* Document extract
***

Amanda had almost made it out of the life, according to Trish Norton, who grew up with her on the South Shore Mohawk territory of Kahnawake.

“She had been in jail for three weeks but, when she got out, she was set on getting back on the right path,” said Norton, an outreach worker at Resilience Montreal. “Amanda was staying with her brother, attending Zoom meetings with a drug counsellor, doing what she could to get healthy again.

“She wanted to get into a detox program. Somewhere you can go to get proper treatment, somewhere you can be away from everything. She wanted to heal.”

Norton says that COVID safety measures make it “damn near impossible” to get a bed at any rehabilitation clinic. In a perfect world, Amanada would have gone to the treatment centre in Kanesatake — which has a long and successful track record of helping Indigenous patients find sobriety.

“We aren’t Canadians, we are Mohawks. But we’re neighbours too.

“This is the first time we’ve lost someone from (Kahnawake) out here,” said Norton. “It’s sad to say but when we work in a field like this, we understand that things like this can happen. People’s lives can be taken. From getting run over by a car to an overdose, somebody getting murdered. All these things have happened in the past year.

“There aren’t many ways out of the street life. You either get out or you die from it. Working this job, that’s something you harden yourself against. But when Amanda died, it hurt on another level.”

Amanda, 41, was only five years younger than Norton. She was a mother of three, a “calm, polite woman” who did her best to overcome addiction.

“No matter how hard she tried, the relapse would come,” said Norton. “She had demons. You never know what’s going on in a person’s life, you never know what pushed them to end up where they did. But I know she tried.

Trish Norton
Christopher Curtis

“Her last relapse, when I saw her back on the streets again, it was hard. Part of you thinks she’ll pull through, she’ll beat it, she’ll go back to her brother’s. But you also have to detach yourself from it a little bit.

“When I found out, I felt the emotions creeping up, I wanted to cry. You can’t be blubbering when you’re reaching out and telling her loved ones. You can’t break down when her friends come to you to grieve. So you just live in this unusual space, you’re grieving but you’re not really grieving.”

***

* Dataset records
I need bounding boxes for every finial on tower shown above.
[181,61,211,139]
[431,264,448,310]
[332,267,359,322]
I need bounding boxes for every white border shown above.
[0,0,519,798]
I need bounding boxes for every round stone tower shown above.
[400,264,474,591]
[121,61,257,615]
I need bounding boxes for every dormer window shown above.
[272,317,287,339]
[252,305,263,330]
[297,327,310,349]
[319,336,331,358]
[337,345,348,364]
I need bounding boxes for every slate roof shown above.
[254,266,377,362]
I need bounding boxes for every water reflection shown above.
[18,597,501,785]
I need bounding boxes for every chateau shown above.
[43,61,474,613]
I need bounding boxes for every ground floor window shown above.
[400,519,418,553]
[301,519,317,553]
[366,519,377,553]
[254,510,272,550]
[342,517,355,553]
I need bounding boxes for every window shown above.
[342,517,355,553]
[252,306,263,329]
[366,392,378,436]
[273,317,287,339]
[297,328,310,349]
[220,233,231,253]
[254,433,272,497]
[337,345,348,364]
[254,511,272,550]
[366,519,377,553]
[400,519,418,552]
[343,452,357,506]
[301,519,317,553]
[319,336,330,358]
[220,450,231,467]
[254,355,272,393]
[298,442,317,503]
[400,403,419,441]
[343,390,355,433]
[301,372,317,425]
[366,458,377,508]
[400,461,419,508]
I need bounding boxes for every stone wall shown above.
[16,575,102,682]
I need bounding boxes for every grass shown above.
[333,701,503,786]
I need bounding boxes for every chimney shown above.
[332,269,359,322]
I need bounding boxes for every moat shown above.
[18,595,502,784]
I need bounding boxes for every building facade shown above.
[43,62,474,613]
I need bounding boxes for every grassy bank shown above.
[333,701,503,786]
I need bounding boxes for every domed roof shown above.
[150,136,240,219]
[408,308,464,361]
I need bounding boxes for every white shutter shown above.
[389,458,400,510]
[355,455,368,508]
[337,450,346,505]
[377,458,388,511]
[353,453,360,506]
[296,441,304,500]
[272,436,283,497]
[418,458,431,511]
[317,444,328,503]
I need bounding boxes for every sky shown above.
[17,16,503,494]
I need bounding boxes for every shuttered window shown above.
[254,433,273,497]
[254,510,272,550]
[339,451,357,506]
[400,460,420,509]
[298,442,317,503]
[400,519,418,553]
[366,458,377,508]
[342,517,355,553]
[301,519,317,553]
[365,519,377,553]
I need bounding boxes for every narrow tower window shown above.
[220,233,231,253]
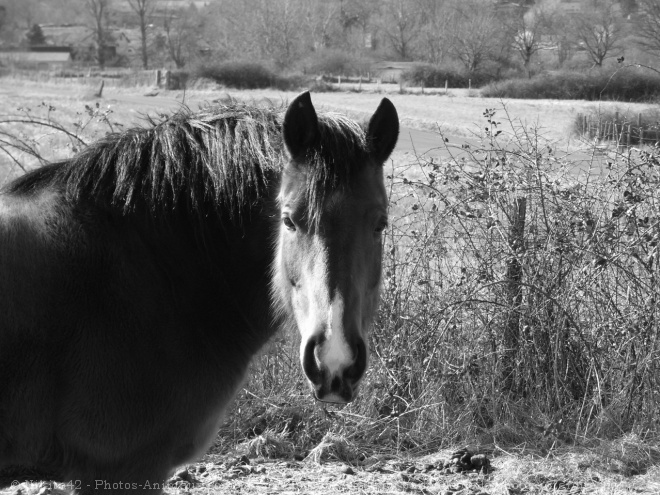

***

* Work order
Carry on the article about Amanda from the point where it stops. The items above are separate material and have nothing to do with the article about Amanda.

* Response
Just as Norton appeared to let her guard down, someone at the door began screaming, lashing out over Amanda’s death. Norton raised her finger at him and locked eyes with the man for what seemed like 30 seconds. He walked away calmly.

‘It’s not normal’

If the crisis has overwhelmingly affected Indigenous people, it’s also true that relief has come from people like Norton and other members of her community.

After an Innu man was found frozen to death on Parc Ave. earlier this month, Quebec’s government promised it would come up with a solution to help keep the homeless warm in Cabot Square.

Indigenous Affairs Minister Ian Lafrenière announced last week that he’d have a warming centre up by Jan. 22. The deadline passed and, six days later, still no solution from Quebec.

Lafrenière’s press attaché did not return a text message sent Tuesday by Ricochet.

But where the province has been slow to take action, Mohawks on the South Shore stepped up with a solution. Business owners Mary and Barton Goodleaf donated $25,000 to rent and operate a heated tent for those struggling on the streets of west downtown Montreal.

Another Kahnawake family put up $5,000 for the same cause.

“We are neighbours and, where I’m from, that means something,” said Mary Goodleaf, whose family owns the Host Hotel in Kahnawake. “It’s not normal that people should die on the streets in a country as rich as Canada.

“We aren’t Canadians, we are Mohawks. But we’re neighbours too. And yes our people are hurting and way too many of our people are on the streets. But your people are out there too, and we want to help everyone that’s suffering.”